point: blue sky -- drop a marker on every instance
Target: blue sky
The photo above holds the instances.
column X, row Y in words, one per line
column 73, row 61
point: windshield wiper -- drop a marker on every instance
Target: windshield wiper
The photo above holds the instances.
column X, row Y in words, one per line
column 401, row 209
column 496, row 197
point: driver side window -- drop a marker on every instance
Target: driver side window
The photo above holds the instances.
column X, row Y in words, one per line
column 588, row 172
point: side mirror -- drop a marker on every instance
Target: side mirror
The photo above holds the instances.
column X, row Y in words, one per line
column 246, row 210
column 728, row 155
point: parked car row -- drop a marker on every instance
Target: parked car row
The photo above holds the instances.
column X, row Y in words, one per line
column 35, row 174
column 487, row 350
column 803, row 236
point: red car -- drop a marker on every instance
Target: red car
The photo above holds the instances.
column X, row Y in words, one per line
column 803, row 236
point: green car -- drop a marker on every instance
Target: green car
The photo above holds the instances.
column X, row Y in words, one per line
※ ※ ※
_What is required:_
What is needed is a word-for-word copy of all the material.

_Completed exercise:_
point: blue sky -- drop a marker on every instance
Target: blue sky
The photo above holds the instances.
column X, row Y in words, one per line
column 73, row 61
point: windshield wiper -- drop a marker on every instance
Target: windshield wiper
The photo above holds the instances.
column X, row Y in words, one per line
column 401, row 209
column 496, row 197
point: driver side window -- drop a marker on every instance
Target: driver side window
The photo above holds the instances.
column X, row Y in words, one per line
column 588, row 172
point: side mirror -- drop a marker on every instance
Target: side mirror
The photo above holds the instances.
column X, row Y in words, one per line
column 246, row 210
column 728, row 155
point: parked car row -- drop a marker on every instance
Target: parked car row
The photo above holds the instances.
column X, row Y in words, one per line
column 35, row 174
column 487, row 350
column 803, row 236
point: red car -- drop a marker on every instance
Target: red car
The photo above holds the instances.
column X, row Y in words, one per line
column 803, row 236
point: green car -- drop a marker on every instance
Target: green car
The photo above holds the instances.
column X, row Y in words, one per line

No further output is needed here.